** Description of the task **
Rewrite only the material below starting with the line with "Check that every instance of the white door" and going on through the line with "[(606, 246), (590, 286), (532, 306)]", both ends included. Keep every line as it stands except that each x and y coordinate is shifted up by 7.

** Given information **
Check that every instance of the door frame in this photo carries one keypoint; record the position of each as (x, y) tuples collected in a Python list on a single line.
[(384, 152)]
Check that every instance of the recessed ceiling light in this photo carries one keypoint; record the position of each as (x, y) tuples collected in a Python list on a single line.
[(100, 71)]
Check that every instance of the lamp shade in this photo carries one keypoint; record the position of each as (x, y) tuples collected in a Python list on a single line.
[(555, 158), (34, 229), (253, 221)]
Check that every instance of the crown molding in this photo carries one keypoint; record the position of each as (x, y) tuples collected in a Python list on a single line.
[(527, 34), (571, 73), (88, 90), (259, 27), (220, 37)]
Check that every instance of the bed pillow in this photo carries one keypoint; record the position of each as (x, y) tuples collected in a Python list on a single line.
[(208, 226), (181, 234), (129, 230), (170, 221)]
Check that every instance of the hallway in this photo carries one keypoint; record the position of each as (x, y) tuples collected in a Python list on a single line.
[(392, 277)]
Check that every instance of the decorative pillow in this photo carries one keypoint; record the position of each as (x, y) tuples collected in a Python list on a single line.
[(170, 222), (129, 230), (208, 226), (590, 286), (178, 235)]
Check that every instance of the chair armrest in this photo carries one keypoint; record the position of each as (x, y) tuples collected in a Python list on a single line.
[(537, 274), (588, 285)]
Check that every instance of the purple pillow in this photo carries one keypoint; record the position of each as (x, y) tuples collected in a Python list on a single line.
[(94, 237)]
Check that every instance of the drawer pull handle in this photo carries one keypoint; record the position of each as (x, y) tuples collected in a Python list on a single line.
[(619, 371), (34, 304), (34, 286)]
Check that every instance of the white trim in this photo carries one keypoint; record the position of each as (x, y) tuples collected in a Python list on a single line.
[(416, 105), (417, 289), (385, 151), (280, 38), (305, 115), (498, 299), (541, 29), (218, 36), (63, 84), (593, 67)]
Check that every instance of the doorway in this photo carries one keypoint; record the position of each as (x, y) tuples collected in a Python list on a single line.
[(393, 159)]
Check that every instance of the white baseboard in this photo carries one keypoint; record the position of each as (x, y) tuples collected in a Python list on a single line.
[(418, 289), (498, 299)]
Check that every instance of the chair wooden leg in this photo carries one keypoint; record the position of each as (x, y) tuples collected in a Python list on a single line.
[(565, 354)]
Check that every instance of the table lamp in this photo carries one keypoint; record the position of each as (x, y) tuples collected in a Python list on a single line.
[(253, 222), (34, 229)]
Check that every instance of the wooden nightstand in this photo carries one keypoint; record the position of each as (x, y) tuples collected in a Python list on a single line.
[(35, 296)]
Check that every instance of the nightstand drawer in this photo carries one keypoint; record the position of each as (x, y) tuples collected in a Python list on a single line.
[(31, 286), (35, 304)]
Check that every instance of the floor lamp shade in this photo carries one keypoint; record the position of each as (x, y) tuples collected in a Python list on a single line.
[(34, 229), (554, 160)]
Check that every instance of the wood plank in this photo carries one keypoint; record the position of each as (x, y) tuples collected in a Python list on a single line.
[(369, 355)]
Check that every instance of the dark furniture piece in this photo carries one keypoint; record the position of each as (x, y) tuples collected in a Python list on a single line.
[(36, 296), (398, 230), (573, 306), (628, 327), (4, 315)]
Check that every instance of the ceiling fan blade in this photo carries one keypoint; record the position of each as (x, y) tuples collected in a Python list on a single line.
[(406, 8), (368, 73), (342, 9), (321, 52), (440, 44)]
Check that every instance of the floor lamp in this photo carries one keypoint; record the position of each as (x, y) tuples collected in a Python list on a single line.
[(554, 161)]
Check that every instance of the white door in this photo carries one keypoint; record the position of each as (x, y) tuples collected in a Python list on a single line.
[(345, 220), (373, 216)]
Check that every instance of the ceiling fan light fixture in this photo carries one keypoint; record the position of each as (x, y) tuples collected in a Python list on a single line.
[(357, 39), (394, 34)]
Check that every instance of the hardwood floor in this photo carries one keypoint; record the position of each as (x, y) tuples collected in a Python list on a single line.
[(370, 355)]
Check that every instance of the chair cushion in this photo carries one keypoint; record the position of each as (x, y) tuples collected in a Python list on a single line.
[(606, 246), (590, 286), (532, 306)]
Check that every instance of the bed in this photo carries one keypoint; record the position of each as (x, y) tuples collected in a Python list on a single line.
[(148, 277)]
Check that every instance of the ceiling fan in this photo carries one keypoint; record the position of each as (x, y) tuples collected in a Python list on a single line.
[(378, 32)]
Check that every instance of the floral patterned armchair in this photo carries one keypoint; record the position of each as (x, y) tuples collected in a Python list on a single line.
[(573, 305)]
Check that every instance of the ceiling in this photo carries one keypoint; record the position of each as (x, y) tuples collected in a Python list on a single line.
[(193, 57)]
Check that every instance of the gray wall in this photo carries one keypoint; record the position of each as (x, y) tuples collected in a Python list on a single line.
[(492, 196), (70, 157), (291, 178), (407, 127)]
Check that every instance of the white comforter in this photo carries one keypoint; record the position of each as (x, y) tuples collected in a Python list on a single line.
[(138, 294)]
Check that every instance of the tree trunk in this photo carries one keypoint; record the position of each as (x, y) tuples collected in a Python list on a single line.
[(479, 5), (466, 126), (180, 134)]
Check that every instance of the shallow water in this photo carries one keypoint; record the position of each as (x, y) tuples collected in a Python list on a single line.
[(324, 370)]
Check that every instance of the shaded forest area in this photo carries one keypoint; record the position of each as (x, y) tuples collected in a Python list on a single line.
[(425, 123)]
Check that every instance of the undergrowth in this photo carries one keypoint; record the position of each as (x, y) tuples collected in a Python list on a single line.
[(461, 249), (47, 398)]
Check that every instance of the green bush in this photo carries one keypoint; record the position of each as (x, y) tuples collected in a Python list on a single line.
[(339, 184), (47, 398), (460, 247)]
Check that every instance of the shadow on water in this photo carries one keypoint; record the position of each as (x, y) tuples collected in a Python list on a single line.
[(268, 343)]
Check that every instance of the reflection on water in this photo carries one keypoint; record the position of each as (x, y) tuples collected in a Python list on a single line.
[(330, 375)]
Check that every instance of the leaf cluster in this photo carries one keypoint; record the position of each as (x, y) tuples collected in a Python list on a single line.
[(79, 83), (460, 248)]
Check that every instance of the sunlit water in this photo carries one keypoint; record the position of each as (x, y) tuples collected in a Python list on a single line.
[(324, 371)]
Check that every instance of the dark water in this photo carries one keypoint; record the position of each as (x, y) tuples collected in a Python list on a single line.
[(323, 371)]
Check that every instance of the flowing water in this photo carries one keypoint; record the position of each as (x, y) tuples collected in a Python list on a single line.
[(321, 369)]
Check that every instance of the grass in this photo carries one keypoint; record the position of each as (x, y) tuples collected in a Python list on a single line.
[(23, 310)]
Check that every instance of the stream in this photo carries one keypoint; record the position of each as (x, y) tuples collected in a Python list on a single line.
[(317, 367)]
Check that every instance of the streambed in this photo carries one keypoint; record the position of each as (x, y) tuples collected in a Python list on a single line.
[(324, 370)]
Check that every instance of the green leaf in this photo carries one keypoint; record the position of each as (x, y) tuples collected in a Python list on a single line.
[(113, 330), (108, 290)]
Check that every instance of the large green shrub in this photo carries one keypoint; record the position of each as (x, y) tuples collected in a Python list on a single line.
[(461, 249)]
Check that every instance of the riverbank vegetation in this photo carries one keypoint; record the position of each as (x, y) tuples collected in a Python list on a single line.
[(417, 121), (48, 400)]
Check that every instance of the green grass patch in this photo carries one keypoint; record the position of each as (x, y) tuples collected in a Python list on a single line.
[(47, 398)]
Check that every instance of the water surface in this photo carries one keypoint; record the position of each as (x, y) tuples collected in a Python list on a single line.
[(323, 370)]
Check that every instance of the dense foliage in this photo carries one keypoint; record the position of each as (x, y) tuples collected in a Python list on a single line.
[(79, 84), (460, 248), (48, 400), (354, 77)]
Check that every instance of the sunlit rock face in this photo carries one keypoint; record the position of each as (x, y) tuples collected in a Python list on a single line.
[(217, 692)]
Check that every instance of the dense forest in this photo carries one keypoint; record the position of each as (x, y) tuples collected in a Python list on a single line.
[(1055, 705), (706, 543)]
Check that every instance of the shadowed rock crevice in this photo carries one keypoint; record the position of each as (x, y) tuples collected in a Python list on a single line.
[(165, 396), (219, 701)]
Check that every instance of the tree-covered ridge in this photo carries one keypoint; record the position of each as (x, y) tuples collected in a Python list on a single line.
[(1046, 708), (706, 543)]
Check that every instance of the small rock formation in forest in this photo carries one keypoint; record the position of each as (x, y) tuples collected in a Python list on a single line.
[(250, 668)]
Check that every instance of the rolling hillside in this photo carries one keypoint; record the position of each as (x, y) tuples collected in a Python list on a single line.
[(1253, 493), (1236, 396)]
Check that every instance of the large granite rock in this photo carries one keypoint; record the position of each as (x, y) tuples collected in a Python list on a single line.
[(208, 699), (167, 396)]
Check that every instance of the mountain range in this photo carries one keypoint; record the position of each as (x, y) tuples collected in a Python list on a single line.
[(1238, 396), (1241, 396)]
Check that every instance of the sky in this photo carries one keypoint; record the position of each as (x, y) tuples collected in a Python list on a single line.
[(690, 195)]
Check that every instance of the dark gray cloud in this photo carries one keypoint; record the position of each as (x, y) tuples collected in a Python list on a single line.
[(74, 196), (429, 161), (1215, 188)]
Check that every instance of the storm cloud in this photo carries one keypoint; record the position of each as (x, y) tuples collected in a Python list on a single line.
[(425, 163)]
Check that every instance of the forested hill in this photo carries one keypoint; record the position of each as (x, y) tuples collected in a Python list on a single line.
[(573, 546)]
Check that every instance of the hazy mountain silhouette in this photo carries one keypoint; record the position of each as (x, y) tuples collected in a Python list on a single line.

** Final result **
Check that every instance of the white door in this photo carries one keypoint; record the position of each as (x, y) tuples collected in a Python list on a single line.
[(352, 227), (380, 223)]
Check that every instance of the ceiling fan light fixture in this photo carries one keypoint; record the position of each as (x, y) tuples collected in a Python list on a single line.
[(364, 46), (401, 41)]
Check that every instance of the hardwood floor in this photo carries one keypoint; record the position of each as (x, y) tuples collected in a Python list on a single line.
[(377, 362)]
Check that every instance of the chair cushion in this photo carries one keypoint; record the position of each as (x, y) tuples collected in a Python list on a single line.
[(613, 253), (597, 293), (539, 313)]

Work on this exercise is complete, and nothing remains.